| Directions for this task |
Without the pictures, write the listing below out again, line for line.

| Input material |
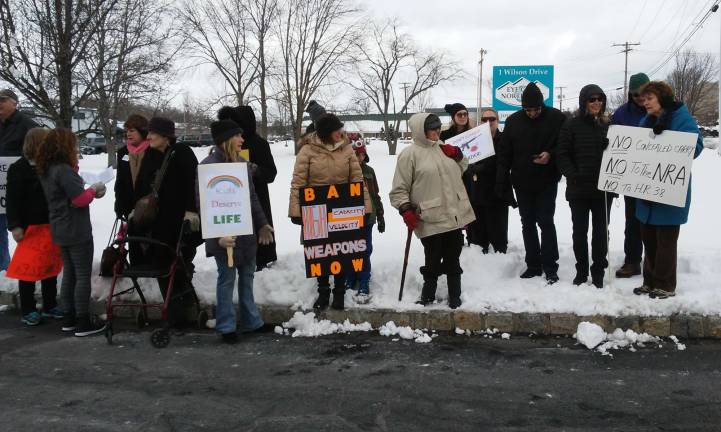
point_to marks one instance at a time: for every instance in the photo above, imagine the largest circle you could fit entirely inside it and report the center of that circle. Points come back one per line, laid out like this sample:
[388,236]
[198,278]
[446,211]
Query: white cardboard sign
[476,144]
[5,163]
[224,200]
[642,165]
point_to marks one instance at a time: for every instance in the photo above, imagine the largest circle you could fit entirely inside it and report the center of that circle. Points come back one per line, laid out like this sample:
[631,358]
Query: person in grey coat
[227,136]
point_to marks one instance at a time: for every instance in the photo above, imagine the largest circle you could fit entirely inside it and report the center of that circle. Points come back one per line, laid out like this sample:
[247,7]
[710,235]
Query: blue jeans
[225,320]
[4,247]
[364,277]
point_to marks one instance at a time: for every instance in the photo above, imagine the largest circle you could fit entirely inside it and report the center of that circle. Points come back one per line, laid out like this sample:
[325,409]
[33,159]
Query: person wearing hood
[326,158]
[580,151]
[528,151]
[228,139]
[630,114]
[661,223]
[429,194]
[264,174]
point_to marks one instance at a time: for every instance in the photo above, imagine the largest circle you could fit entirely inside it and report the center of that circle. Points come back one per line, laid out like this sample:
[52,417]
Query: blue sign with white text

| Output for this task |
point_to marks one instance at a time: for every instance in the photo above, imagine the largest circle you could fit entirely inside it and report the center of that circle. Points come back one per line, laid out like this sample:
[388,236]
[198,278]
[446,211]
Query: white cardboard sign
[476,144]
[5,163]
[224,200]
[642,165]
point_to marks one instance at a time: for every instance in the photo above, imagine the largest circle you could fit entirely inside it and report the center of that circle. Points come back one per line, laid out like this sample:
[631,358]
Query: person in grey coat
[227,136]
point_to marks one instance at a time: for every instance in the photo above, imagine the largest circle you could fit entirely inside it and report the center of that circle. Points come back one per line, laid out like this sample:
[247,7]
[710,235]
Query: blue jeans
[225,320]
[4,247]
[364,277]
point_to marks one instance at a time: for every instance in the photo above, imagine the largest circle you could fit entirely inside it and report the center of that circle. Points come back one per line, laid out like this sample:
[325,409]
[33,159]
Query: person wearing hood
[326,158]
[580,151]
[528,151]
[228,139]
[630,114]
[661,223]
[429,194]
[264,174]
point_to marks one instance at a time: for every instance in the photo above, imagine the largest circle you could fit entirely inside it and report the center of that circle. Points come back one per line, laid out like this sample:
[52,417]
Query: blue sign with white text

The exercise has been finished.